Switch every "Teacher note" in the rows below to "Instructor note" and write the rows out again with nothing else changed. Leave the pictures out.

■ ■ ■ ■ ■ ■ ■

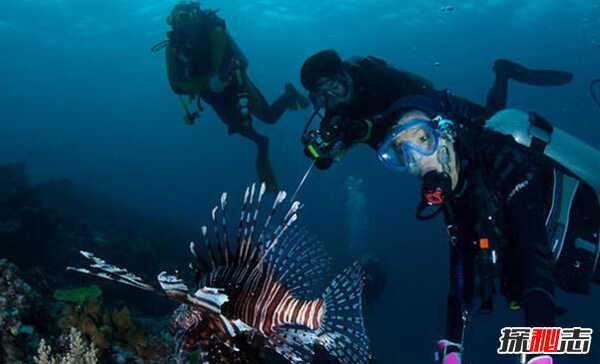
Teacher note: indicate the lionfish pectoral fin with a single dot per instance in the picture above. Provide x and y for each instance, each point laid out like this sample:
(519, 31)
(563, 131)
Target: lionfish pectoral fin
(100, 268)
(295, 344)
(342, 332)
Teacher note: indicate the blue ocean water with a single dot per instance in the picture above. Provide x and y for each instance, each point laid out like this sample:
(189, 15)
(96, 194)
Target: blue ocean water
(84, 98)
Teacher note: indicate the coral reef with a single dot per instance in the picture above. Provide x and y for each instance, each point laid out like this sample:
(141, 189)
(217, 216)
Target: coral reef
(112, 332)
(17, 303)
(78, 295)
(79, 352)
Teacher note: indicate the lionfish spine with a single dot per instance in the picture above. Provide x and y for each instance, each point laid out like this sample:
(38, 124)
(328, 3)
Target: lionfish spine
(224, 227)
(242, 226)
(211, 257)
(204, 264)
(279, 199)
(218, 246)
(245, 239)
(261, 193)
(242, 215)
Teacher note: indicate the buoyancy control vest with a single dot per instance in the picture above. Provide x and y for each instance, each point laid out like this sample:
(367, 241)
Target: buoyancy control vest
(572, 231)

■ ■ ■ ■ ■ ■ ■

■ Solution for this problem:
Instructor note: indicate the lionfish pectoral fin with a single dot per instance in the picture above. Provide x and y for each instance, each point laid out like this sample:
(519, 31)
(563, 131)
Target: lionfish pectoral fin
(100, 268)
(295, 344)
(342, 332)
Instructor note: indicate the blue ocean water with a single dot per instance in the picture above. Provide x and y for each instance, each point laid out like this sample:
(189, 15)
(96, 194)
Target: blue ocean water
(84, 98)
Instructor note: indicate the coral reef with a single dot per instance in the picture above. Provide x and y for each instance, each point laid out like this sample:
(141, 189)
(217, 216)
Target: coral reef
(112, 332)
(17, 303)
(78, 295)
(79, 352)
Instructor note: indicate the lionfish spine with a single dot per instance in the picture above. Provide x and y for each instance, each point laid out like this sample:
(38, 124)
(328, 3)
Target: lionfish spine
(224, 227)
(242, 226)
(211, 257)
(204, 264)
(279, 199)
(218, 246)
(245, 239)
(261, 193)
(242, 215)
Instructor note: indicate the buoyancy control vest with a single dot per instance in the picture above. Provide x and y for each instance, each point laid out like this sample:
(367, 241)
Target: buoyancy control vest
(572, 231)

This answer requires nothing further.